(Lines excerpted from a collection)
>> BEGIN
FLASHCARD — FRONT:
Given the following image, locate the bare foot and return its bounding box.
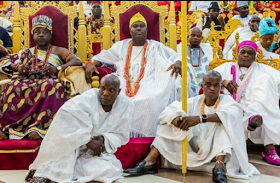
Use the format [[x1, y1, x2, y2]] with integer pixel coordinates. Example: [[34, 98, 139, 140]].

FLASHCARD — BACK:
[[28, 132, 40, 140], [0, 131, 8, 140]]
>> END
EXERCISE DIRECTIONS
Retype the lines above verbatim, omitting the pictures from your answer.

EXPECTED OUTPUT
FLASHCARD — FRONT:
Given the following image, locate the bare foot and return its bounding box.
Use the format [[x1, y1, x2, y2]] with integer pixel coordinates. Example: [[34, 98, 139, 140]].

FLASHCARD — BACK:
[[28, 132, 40, 140], [0, 131, 8, 140]]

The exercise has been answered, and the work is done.